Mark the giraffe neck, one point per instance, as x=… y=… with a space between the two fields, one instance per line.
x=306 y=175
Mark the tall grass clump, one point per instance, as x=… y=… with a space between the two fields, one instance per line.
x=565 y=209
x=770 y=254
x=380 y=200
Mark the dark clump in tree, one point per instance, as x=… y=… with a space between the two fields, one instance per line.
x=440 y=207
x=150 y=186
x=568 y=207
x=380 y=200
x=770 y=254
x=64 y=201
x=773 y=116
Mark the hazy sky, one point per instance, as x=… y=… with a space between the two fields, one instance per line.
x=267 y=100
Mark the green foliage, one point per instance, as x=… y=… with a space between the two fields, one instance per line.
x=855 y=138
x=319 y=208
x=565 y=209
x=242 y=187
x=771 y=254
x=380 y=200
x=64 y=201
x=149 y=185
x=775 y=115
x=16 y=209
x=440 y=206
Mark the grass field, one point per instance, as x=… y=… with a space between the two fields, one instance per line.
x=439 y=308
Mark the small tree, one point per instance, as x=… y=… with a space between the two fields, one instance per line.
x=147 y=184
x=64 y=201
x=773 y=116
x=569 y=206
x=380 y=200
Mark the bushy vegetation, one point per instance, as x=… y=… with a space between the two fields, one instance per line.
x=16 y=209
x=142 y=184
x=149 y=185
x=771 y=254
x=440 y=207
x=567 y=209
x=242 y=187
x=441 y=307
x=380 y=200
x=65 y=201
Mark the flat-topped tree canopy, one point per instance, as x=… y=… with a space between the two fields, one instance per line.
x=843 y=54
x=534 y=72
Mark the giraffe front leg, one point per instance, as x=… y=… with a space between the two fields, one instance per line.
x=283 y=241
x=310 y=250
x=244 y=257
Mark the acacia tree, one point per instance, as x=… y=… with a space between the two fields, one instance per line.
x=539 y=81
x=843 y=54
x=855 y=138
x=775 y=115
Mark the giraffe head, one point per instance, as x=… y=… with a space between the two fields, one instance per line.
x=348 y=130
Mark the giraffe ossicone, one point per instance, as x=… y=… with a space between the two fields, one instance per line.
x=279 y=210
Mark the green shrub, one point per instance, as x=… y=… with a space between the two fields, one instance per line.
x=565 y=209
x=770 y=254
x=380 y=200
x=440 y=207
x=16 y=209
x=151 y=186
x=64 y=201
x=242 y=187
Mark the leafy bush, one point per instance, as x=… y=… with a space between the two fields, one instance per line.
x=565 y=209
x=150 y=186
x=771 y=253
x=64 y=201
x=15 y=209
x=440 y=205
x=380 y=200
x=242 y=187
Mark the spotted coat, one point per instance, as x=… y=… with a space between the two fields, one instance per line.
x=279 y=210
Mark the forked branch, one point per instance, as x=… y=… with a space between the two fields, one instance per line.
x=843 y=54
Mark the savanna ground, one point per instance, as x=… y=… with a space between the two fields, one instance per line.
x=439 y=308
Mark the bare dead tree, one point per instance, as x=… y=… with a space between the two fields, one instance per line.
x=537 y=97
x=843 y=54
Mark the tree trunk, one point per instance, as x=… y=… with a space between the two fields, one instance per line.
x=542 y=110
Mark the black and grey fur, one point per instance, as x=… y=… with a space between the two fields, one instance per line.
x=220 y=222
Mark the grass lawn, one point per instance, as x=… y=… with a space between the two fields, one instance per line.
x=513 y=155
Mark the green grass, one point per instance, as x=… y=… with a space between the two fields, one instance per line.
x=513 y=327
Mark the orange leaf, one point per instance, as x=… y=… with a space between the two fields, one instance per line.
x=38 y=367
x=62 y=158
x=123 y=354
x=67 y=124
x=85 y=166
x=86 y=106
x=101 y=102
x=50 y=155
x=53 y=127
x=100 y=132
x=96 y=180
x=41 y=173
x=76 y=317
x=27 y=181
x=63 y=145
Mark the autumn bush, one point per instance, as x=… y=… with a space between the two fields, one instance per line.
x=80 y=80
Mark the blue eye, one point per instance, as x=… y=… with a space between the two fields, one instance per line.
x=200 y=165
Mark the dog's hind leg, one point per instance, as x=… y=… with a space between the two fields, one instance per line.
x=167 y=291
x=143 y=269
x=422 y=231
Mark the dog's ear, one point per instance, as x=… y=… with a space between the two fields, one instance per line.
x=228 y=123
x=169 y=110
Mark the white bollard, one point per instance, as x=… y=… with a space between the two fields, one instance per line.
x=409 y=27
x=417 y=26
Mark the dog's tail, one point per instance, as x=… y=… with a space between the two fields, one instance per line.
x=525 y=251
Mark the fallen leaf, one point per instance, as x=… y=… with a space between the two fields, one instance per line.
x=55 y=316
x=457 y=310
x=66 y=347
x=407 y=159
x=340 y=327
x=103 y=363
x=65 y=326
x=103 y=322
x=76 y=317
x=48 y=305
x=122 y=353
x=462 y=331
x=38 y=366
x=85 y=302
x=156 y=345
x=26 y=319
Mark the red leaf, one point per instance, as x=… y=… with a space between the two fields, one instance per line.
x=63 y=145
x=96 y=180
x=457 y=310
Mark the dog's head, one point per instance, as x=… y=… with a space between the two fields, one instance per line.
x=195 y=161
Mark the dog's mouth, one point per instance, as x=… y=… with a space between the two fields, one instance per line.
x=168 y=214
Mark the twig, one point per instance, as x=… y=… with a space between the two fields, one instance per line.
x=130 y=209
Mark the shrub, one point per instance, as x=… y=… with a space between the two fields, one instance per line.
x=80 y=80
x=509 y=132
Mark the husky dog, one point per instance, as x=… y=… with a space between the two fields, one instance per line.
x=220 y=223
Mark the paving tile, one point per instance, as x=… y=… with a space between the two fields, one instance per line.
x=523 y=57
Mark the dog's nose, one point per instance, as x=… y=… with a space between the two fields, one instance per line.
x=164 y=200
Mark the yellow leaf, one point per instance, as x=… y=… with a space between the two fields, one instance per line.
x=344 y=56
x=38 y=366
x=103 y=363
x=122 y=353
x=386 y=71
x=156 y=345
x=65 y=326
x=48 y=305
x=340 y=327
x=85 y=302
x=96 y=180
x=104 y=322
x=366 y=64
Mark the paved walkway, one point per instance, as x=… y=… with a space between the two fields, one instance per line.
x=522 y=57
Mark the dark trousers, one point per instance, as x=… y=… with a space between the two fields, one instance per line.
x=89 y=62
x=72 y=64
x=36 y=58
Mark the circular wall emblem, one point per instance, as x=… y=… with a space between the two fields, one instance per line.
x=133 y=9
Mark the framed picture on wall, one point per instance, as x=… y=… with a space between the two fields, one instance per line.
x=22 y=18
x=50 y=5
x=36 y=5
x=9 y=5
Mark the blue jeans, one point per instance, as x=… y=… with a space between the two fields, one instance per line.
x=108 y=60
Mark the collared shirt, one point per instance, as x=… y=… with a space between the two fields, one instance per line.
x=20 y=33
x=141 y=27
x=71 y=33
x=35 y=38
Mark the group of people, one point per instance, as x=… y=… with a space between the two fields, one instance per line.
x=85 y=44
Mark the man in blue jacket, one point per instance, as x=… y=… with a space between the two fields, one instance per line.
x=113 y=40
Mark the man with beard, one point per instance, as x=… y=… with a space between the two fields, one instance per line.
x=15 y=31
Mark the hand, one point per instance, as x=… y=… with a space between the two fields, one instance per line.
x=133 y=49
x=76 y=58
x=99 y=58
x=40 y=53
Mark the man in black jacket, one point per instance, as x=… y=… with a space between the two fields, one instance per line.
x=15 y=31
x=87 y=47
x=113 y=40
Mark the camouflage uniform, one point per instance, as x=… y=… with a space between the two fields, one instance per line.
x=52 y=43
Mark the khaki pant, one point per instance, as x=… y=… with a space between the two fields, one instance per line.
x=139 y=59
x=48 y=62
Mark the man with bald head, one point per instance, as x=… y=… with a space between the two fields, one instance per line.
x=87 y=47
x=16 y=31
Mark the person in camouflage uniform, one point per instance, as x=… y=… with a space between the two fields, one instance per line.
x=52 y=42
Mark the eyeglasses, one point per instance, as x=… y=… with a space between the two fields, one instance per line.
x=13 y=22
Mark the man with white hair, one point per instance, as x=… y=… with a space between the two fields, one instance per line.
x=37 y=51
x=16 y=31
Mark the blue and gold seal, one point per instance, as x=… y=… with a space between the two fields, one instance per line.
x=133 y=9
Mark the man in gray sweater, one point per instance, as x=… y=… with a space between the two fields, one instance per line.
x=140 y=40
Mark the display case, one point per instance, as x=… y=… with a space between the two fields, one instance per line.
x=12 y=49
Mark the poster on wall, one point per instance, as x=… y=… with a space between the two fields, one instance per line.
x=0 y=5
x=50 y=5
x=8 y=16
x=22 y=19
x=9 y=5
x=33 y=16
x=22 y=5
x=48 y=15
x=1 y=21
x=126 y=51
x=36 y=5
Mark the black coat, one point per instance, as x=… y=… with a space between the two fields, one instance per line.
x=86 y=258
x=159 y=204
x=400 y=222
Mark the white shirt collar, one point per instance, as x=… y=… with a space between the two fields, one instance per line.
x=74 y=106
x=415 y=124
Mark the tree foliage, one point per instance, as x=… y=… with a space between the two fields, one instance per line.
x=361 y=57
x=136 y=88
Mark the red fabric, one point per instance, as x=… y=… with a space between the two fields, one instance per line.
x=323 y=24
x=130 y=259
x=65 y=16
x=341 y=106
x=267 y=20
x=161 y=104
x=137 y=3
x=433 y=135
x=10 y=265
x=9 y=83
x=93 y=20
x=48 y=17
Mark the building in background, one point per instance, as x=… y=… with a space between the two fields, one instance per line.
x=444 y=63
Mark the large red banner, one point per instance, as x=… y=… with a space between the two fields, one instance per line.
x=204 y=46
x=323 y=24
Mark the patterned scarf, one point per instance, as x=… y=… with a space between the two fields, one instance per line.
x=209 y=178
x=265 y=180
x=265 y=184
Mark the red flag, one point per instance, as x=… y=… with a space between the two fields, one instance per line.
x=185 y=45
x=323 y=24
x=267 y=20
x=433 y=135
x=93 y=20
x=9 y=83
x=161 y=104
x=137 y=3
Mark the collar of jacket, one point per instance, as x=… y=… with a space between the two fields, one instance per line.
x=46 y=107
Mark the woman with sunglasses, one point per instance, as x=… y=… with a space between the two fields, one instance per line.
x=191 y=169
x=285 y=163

* * *

**Short exercise:** Repeat the material above word for word, starting at the line that contains "Mark the giraffe ossicone, one" and ending after the line that contains "x=200 y=165".

**Task output:**
Mark the giraffe ossicone, one point per instance, as x=… y=… with a space between the two fields, one instance per line.
x=279 y=210
Mark the green shrub, one point per instance, as x=… y=… with a space between the two fields, one instance per line.
x=565 y=209
x=770 y=254
x=380 y=200
x=440 y=207
x=16 y=209
x=151 y=186
x=64 y=201
x=242 y=187
Mark the leafy bush, one point per instance, as x=… y=… with a space between the two fields, one instance per line.
x=565 y=209
x=150 y=186
x=771 y=253
x=64 y=201
x=15 y=209
x=440 y=205
x=380 y=200
x=242 y=187
Mark the spotted coat, one point per instance, as x=… y=… with a space between the two fields, one instance per line.
x=279 y=210
Mark the forked branch, one point per instance, as x=… y=… with a space between the two fields, one instance per line.
x=843 y=54
Mark the savanna ground, one point per instance, as x=… y=… with a space between the two fields, one instance per line.
x=439 y=308
Mark the bare dead tree, one point per instance, as x=… y=… with a space between the two fields, one instance per line.
x=537 y=97
x=843 y=54
Mark the tree trunk, one point per instance, as x=… y=… with a space between the two fields, one instance per line.
x=542 y=110
Mark the black and grey fur, one point per instance, as x=… y=… with a space between the two fields, one instance per line.
x=220 y=222
Mark the grass lawn, one point per instance, as x=… y=… with a space between the two fields, one instance per line.
x=513 y=155
Mark the green grass, one point per instance, as x=… y=… with a space between the two fields, one instance per line.
x=513 y=327
Mark the orange leaf, one point per instance, as x=… y=… with a space between the two fields, one instance per line.
x=38 y=367
x=62 y=158
x=123 y=354
x=67 y=124
x=85 y=166
x=86 y=106
x=101 y=102
x=50 y=155
x=53 y=127
x=100 y=132
x=96 y=180
x=41 y=173
x=76 y=317
x=27 y=181
x=63 y=145
Mark the autumn bush, one point per instance, as x=… y=… with a space between the two fields, one instance per line.
x=80 y=80
Mark the blue eye, one point per instance, as x=… y=… with a space between the two fields, one instance per line.
x=200 y=165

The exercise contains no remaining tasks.